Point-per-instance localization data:
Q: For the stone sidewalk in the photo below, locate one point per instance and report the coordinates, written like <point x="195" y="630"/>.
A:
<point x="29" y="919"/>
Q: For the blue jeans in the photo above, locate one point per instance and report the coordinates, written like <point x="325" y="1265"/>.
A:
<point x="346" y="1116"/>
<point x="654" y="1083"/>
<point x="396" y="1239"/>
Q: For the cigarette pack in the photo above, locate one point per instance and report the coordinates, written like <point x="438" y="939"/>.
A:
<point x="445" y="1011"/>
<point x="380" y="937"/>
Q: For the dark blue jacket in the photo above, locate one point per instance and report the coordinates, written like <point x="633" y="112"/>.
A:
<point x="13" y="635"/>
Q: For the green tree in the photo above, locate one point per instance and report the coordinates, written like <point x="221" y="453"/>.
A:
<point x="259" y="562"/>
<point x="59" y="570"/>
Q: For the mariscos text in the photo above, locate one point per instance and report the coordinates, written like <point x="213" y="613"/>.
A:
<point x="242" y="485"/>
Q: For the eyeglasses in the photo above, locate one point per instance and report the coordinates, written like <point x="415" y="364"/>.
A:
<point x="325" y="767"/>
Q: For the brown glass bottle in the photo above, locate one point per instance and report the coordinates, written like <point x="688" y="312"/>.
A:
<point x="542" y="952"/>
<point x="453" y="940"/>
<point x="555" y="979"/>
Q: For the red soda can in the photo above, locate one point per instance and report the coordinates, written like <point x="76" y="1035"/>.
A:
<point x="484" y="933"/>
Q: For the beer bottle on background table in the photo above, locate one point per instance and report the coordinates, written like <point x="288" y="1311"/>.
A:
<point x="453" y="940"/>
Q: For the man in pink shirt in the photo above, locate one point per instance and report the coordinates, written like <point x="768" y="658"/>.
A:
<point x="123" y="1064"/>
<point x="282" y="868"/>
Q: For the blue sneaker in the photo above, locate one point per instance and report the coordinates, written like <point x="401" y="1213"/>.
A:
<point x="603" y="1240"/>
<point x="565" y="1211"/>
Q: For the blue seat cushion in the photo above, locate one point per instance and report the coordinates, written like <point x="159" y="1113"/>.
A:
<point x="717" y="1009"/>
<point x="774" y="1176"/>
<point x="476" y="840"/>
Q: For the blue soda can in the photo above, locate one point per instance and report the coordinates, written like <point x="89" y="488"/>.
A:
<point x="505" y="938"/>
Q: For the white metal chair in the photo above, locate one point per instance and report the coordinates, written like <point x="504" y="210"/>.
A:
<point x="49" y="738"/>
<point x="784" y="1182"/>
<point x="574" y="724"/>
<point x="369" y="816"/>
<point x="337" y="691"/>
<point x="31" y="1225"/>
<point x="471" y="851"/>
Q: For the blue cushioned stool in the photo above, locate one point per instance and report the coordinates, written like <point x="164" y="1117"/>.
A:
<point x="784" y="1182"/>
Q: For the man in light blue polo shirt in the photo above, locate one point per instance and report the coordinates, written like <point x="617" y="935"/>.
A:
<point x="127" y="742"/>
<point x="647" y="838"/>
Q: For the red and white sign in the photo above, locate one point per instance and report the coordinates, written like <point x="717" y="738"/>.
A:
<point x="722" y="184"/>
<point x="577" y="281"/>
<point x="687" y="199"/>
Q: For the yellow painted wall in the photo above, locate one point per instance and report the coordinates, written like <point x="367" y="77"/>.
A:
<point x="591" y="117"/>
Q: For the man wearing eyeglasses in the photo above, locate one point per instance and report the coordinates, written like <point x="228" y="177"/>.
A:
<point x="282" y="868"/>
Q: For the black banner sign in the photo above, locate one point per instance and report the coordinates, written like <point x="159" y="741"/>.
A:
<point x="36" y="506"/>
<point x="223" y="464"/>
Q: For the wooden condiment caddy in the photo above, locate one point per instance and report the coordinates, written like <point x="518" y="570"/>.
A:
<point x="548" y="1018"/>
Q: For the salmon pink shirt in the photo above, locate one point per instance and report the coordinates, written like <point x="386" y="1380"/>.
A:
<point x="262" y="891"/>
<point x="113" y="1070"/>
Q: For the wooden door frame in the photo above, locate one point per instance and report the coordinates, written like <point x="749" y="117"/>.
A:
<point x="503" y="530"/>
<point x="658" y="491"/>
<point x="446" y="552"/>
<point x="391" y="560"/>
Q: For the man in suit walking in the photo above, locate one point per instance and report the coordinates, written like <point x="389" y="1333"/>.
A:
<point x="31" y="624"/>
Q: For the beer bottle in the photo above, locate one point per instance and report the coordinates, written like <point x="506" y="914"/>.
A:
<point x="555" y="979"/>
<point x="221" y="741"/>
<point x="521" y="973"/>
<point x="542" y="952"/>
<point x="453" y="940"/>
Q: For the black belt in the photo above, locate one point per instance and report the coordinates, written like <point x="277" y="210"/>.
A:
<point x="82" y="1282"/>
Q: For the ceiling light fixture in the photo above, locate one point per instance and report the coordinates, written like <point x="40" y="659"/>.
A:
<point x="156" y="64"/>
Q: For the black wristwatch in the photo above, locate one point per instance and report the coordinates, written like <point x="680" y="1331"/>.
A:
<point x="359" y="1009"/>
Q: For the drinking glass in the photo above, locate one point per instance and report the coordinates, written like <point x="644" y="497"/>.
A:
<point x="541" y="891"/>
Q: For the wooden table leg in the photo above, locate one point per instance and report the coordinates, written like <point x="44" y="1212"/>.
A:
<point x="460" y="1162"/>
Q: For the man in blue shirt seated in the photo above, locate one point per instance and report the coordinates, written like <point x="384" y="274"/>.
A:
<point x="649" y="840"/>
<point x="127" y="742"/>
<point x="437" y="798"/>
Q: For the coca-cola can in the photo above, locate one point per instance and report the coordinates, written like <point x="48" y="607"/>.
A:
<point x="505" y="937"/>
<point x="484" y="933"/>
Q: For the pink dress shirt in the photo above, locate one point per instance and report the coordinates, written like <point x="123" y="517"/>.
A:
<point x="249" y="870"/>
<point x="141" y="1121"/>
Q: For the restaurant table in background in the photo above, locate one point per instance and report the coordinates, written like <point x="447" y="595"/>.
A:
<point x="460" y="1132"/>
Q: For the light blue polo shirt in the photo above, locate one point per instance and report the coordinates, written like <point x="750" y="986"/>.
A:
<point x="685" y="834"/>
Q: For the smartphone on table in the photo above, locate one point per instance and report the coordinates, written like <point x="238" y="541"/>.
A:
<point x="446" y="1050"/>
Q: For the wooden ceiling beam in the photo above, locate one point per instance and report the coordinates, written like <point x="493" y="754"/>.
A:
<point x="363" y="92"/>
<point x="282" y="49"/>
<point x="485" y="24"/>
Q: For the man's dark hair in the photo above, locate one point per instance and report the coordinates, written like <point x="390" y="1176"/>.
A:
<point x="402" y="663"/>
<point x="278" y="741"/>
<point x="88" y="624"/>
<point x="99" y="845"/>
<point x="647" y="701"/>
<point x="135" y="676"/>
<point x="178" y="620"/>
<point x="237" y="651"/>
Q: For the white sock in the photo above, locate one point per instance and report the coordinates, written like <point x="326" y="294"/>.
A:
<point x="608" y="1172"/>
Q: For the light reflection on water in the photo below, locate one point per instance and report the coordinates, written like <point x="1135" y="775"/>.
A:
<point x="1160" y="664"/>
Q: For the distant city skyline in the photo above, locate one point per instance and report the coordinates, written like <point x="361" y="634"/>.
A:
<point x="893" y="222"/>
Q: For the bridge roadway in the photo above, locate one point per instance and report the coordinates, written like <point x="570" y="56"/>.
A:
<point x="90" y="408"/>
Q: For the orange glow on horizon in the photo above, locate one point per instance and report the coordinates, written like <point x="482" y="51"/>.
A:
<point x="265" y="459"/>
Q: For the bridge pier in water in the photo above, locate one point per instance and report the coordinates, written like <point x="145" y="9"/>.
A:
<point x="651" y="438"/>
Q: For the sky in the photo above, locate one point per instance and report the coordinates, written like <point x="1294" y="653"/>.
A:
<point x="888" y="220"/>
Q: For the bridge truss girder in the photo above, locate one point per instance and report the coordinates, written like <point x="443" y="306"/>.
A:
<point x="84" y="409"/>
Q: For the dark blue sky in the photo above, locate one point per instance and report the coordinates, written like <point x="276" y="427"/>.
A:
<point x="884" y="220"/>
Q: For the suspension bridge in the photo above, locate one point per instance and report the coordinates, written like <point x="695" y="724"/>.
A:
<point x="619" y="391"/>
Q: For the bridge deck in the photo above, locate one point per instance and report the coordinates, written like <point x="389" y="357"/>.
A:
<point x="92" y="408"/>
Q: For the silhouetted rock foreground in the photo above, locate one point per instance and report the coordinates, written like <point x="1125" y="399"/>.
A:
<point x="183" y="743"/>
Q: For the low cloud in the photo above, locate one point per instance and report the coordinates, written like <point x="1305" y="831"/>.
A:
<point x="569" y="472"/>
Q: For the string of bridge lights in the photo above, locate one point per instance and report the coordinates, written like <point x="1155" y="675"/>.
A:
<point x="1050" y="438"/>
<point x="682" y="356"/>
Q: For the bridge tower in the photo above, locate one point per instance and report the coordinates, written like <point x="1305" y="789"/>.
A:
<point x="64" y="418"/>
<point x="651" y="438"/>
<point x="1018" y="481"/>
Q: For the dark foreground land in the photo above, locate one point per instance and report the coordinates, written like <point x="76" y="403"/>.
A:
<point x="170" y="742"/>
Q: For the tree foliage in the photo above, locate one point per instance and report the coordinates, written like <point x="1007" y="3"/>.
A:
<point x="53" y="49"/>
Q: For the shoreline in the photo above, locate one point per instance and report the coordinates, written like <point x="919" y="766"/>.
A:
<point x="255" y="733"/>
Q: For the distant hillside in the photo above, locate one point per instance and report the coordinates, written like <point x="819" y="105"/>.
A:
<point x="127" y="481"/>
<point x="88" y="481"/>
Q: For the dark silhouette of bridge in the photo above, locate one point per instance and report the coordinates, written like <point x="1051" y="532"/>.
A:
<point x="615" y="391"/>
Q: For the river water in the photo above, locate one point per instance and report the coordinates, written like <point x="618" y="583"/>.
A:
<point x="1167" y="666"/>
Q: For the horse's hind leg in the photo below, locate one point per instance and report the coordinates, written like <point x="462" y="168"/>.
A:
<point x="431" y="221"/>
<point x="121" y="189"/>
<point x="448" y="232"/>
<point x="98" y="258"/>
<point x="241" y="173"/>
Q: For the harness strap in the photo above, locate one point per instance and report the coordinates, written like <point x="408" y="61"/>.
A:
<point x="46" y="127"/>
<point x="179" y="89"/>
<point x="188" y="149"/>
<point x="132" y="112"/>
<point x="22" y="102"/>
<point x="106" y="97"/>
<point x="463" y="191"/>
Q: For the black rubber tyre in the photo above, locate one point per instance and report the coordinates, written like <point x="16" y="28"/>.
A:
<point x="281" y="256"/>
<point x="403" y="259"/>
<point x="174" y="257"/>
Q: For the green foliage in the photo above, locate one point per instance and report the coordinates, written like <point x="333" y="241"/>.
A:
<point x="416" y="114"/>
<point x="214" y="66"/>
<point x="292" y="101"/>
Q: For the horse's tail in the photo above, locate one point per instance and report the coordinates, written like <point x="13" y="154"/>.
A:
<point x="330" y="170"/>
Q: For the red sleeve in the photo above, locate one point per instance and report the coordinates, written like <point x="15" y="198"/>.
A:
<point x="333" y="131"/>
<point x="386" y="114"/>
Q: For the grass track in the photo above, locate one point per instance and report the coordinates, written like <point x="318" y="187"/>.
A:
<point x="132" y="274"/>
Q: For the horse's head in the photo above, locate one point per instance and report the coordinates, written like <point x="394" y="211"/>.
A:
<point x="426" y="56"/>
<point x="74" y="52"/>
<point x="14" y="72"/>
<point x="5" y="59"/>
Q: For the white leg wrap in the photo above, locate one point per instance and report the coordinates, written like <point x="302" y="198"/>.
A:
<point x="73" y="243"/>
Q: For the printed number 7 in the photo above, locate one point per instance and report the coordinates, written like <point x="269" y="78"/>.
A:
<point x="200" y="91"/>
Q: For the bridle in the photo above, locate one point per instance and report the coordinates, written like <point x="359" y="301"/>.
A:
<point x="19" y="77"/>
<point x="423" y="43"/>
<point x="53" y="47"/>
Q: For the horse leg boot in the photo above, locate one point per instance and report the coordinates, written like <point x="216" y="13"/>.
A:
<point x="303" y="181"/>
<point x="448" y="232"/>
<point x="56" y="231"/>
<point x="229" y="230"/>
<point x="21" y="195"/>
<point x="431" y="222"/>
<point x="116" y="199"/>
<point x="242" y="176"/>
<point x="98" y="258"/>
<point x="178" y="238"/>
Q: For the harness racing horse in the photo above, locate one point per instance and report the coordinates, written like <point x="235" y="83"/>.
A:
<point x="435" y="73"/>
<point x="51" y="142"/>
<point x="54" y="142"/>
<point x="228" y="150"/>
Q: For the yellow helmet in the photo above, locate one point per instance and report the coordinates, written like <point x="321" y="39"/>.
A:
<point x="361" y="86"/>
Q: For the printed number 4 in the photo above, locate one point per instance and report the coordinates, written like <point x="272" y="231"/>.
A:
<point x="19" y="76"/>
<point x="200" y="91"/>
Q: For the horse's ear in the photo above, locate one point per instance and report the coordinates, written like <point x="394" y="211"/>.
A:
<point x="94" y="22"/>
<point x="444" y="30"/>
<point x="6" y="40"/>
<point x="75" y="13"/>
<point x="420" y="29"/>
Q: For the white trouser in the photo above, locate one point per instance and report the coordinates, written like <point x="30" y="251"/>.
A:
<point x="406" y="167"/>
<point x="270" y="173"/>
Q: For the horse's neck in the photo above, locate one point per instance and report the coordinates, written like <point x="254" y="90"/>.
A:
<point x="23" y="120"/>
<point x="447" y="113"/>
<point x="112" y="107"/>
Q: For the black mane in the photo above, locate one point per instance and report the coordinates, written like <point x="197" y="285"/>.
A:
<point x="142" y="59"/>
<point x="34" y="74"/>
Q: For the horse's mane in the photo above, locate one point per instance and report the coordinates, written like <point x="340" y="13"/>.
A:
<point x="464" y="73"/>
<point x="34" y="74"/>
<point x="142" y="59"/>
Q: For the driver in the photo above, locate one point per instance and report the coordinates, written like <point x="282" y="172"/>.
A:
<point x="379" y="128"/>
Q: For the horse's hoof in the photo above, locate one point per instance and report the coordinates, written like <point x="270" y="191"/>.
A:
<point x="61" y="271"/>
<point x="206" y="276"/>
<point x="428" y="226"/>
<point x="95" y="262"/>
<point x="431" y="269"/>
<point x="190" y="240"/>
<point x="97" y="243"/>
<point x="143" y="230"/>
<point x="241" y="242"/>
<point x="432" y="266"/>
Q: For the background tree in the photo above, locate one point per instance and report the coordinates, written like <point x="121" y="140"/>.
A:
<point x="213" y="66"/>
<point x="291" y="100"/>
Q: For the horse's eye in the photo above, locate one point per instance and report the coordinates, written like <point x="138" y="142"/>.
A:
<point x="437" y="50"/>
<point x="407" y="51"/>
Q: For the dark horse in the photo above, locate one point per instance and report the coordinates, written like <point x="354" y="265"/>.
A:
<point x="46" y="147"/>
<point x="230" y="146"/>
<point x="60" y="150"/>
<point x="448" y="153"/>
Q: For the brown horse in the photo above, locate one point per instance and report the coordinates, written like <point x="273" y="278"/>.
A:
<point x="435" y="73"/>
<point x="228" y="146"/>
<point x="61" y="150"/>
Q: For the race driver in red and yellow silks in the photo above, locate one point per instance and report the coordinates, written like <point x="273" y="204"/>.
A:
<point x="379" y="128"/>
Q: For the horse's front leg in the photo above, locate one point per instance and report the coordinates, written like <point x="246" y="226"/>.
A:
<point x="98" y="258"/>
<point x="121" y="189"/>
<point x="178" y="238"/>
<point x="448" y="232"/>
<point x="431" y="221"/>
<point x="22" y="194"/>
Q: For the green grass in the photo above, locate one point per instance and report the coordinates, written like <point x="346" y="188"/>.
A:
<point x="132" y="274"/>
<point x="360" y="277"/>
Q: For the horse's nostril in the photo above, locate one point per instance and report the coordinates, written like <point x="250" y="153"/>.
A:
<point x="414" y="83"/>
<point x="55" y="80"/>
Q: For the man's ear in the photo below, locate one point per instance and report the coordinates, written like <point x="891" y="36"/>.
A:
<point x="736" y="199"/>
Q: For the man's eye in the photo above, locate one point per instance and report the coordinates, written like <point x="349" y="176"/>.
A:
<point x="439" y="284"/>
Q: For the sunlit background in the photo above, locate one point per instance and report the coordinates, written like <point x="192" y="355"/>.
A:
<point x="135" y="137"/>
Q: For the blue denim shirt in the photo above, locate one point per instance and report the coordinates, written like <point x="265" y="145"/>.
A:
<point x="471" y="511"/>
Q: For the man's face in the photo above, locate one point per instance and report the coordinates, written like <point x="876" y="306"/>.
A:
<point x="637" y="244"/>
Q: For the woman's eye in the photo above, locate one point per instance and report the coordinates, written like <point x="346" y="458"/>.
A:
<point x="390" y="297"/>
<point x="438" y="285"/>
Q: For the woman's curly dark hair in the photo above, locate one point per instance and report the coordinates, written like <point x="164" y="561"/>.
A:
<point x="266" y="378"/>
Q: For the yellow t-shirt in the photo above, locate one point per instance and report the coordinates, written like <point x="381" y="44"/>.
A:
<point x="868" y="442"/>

## How to complete this task
Write down again, exactly as given, only the lines above that fall from the line with "Q: For the green grass" to the line with "Q: For the man's eye", inclusive.

## Answer to this problem
Q: For the green grass in the photo above, locate one point per instance and report the coordinates, written like <point x="346" y="188"/>.
A:
<point x="132" y="274"/>
<point x="360" y="277"/>
Q: For the horse's nostril in the photo above, locate one point per instance and report the coordinates, written like <point x="250" y="153"/>.
A:
<point x="414" y="83"/>
<point x="55" y="80"/>
Q: For the man's ear in the photo below, locate one point per instance and report the coordinates, written like <point x="891" y="36"/>.
A:
<point x="736" y="199"/>
Q: For the man's eye in the photo above, locate one point per instance and report the coordinates, written like <point x="349" y="176"/>.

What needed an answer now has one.